In what must be historys longest distance wake up call, NASAs New Horizons spacecraft comes out of hibernation on December 6 at 3:00 pm EST. Now about 2.9 billion miles (4.6 billion km) from Earth, and 162 million miles (260 million km) from Pluto, the spacecraft will be put through a month-long preparation for its six month flyby of Pluto, with the primary phase of the mission slated to begin on January 15.

New Horizons' current state of hibernation means that most of the spacecrafts systems are shut down except for monitors and a weekly beacon-status transmission. So far, the probe has gone through 18 hibernation phases since it launched in 2006. This works out to 1,873 days in hibernation or two-thirds of the Pluto flyby mission.

The hibernation technique, which NASA pioneered, is a way of conserving onboard resources, cutting down on mission control personnel time, reducing time on NASAs Deep Space Network, and saving wear and tear on the spacecraft's electronics. New Horizons was reawoken periodically over the years to check the systems, rehearse the flyby, perform course corrections, and upload software updates. Last August, the probe was programmed to wake up on the scheduled December date. NASA says that 90 minutes after coming back online, New Horizons will transmit a confirmation back to Earth. However, this signal will not reach Earth for 4 hours and 25 minutes due to the enormous distances involved.

▶ **Stored data**:
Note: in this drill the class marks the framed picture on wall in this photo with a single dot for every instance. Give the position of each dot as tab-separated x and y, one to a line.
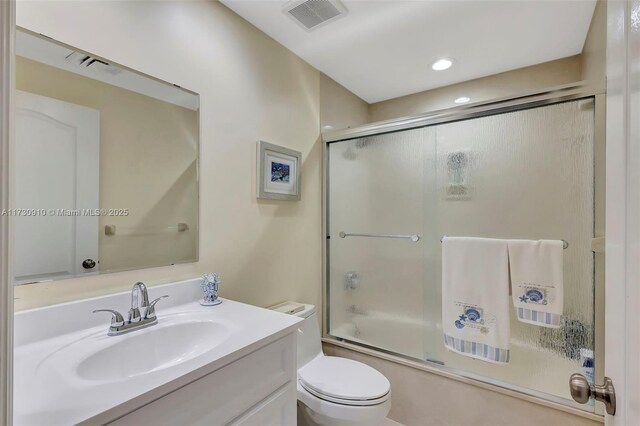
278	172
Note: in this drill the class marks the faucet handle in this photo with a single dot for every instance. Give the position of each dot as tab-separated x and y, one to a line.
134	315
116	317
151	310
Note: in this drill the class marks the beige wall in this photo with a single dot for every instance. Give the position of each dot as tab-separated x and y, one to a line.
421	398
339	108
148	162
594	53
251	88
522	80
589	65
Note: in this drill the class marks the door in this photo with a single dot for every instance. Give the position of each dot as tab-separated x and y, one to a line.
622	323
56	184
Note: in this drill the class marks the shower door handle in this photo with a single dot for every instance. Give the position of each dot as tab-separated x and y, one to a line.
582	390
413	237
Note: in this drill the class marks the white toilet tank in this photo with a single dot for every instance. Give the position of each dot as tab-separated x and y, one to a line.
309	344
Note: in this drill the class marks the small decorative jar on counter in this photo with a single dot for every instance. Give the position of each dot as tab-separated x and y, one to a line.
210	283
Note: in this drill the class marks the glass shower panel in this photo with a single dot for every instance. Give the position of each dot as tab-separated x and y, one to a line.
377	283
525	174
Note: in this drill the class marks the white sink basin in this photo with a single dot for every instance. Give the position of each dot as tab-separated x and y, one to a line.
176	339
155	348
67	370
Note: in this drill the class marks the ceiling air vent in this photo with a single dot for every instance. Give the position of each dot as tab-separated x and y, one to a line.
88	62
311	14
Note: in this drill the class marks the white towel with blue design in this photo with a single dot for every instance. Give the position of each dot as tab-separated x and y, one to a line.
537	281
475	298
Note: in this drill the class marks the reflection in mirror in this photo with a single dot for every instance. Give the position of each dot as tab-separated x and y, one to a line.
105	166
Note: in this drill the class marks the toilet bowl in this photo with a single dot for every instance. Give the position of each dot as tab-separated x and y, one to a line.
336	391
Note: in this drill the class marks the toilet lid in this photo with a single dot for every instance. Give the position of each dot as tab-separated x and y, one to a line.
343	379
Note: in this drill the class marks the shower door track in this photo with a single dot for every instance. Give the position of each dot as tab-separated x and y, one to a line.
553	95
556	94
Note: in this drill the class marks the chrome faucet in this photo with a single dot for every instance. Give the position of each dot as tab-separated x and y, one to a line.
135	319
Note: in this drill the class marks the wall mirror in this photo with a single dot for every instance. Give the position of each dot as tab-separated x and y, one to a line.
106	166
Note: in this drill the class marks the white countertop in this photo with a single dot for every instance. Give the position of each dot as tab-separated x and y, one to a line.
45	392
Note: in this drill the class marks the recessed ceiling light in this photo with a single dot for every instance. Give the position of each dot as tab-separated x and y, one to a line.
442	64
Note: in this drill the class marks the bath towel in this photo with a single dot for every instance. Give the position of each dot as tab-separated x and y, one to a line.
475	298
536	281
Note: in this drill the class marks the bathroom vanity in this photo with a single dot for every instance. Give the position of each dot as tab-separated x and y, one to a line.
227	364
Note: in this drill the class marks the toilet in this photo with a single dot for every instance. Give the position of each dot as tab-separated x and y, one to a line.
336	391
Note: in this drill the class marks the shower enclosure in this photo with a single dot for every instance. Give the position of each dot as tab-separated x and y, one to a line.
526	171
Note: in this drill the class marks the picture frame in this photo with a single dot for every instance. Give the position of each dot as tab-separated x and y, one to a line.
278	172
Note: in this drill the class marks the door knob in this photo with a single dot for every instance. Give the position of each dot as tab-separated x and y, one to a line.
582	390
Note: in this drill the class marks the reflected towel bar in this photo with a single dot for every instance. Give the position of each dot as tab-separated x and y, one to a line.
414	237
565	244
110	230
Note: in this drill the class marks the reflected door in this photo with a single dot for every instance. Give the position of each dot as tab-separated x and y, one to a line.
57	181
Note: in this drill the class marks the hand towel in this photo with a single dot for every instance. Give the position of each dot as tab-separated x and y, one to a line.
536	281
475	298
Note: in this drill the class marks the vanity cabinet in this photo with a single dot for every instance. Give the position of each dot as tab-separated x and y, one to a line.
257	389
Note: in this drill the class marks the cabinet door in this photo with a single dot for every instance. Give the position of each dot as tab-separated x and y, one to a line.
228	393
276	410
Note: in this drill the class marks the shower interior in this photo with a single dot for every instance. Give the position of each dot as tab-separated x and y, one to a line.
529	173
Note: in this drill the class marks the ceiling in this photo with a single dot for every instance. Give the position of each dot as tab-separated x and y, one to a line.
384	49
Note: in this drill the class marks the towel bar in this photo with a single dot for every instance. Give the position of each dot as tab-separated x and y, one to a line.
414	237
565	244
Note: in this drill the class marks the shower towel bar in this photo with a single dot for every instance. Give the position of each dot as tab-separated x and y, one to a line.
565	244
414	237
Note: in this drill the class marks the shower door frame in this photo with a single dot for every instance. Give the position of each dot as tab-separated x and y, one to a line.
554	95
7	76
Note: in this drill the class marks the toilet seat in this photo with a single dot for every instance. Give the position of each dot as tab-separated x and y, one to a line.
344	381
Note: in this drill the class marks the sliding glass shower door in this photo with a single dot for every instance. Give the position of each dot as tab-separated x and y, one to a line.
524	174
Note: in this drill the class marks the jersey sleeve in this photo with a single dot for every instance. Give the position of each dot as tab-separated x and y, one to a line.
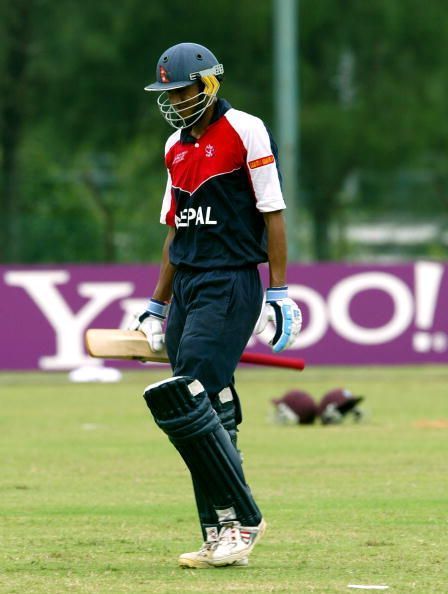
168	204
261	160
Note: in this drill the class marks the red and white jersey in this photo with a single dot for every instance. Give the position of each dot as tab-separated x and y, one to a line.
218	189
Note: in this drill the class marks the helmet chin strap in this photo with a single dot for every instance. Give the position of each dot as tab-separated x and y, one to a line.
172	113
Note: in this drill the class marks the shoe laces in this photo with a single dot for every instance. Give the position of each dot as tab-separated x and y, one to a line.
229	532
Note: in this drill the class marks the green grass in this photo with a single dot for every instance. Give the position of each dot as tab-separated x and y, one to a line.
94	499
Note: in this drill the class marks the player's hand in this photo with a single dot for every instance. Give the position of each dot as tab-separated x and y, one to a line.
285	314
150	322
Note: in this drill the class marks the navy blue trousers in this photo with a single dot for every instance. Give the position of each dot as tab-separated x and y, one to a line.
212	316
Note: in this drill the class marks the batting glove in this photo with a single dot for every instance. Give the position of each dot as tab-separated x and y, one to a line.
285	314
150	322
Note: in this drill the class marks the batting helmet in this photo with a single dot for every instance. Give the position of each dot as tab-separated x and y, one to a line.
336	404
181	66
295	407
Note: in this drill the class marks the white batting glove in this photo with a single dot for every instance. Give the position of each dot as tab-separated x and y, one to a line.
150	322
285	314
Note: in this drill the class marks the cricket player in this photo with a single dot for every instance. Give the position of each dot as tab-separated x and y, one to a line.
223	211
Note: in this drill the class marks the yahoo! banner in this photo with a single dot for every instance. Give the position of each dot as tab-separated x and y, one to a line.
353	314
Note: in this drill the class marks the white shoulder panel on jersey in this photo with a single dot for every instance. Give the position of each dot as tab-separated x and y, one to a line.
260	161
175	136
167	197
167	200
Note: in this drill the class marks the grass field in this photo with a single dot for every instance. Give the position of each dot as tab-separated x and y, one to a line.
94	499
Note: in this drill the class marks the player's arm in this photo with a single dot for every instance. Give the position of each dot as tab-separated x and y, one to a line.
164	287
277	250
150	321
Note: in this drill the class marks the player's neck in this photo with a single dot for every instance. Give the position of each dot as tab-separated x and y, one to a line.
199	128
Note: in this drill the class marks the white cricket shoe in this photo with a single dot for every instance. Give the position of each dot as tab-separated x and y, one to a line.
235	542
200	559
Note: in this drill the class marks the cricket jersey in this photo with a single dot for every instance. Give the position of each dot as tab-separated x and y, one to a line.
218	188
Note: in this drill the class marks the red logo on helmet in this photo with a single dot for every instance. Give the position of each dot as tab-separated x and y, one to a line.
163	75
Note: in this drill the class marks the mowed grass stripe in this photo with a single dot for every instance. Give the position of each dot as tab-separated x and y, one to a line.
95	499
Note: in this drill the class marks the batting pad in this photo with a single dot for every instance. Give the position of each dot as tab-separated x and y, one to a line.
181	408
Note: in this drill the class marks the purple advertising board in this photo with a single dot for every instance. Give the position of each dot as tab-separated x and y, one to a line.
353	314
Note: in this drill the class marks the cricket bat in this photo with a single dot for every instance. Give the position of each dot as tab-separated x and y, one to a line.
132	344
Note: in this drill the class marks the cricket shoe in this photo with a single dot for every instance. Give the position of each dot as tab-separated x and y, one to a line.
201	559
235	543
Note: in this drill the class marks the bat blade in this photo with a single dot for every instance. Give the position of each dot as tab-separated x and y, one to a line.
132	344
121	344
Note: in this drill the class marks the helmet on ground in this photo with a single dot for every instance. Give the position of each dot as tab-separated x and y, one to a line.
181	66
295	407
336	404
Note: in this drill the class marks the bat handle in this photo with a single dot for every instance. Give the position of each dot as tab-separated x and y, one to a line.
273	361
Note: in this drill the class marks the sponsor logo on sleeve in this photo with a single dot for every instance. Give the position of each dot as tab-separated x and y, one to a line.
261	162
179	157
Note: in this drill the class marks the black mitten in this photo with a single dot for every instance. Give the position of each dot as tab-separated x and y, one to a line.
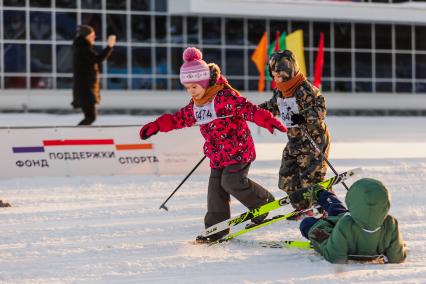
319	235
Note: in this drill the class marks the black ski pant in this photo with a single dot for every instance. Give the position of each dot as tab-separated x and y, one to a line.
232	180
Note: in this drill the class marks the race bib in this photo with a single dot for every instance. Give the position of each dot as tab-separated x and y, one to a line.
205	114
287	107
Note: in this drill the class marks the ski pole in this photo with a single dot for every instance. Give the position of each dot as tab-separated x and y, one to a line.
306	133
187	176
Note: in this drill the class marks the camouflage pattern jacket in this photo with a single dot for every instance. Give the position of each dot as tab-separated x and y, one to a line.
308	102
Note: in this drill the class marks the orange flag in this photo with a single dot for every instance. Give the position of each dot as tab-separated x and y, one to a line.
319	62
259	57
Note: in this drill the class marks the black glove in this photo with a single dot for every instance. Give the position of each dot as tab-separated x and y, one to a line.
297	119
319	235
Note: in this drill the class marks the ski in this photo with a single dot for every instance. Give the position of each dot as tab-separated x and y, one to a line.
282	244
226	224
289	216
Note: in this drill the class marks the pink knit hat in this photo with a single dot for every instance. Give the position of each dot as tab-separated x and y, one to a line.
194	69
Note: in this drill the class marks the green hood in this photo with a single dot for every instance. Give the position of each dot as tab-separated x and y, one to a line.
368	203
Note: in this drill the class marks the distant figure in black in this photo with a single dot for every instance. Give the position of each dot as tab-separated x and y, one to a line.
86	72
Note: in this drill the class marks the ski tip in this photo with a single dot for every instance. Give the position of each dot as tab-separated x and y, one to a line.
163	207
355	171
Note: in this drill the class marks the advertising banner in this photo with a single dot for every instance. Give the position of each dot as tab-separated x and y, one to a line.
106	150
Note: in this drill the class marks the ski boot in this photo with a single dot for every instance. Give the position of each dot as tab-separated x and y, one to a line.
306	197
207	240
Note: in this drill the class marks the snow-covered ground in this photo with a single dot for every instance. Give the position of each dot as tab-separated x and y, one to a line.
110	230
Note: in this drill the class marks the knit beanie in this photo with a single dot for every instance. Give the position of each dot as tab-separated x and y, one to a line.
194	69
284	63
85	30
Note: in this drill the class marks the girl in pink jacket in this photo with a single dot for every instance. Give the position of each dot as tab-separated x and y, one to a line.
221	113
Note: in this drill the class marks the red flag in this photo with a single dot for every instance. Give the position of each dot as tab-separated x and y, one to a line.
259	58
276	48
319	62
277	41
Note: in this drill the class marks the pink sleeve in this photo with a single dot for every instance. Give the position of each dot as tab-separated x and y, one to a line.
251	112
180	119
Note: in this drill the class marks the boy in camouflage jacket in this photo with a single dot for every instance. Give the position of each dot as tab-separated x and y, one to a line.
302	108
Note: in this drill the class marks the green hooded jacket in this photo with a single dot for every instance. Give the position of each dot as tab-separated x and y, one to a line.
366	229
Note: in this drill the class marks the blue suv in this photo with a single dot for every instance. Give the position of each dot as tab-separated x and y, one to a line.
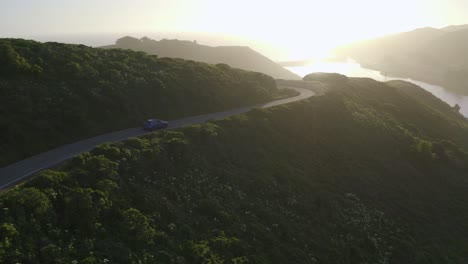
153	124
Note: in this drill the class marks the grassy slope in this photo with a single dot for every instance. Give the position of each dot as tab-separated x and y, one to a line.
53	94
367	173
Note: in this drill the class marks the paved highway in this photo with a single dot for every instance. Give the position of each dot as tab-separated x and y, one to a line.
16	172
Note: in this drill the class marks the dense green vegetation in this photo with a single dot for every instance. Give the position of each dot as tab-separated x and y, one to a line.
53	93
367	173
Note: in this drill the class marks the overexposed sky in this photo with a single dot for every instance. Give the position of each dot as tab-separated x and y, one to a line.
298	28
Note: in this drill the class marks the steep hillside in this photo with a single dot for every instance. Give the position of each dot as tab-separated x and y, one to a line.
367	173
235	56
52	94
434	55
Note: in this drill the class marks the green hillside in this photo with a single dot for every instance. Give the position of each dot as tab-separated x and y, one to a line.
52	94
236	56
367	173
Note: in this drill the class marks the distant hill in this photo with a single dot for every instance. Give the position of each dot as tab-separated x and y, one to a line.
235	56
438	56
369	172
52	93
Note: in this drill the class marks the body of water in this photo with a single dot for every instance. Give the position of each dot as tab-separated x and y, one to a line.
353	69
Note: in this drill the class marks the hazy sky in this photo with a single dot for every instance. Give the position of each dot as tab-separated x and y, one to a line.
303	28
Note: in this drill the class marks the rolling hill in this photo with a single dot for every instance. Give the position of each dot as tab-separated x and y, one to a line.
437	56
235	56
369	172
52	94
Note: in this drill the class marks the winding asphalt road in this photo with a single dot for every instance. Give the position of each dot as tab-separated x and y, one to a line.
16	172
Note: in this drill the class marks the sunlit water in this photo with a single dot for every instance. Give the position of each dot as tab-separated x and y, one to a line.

▶ **Required work**:
According to the New Horizons passage, how long will the confirmation signal take to reach Earth?

▶ **Complete answer**:
4 hours and 25 minutes.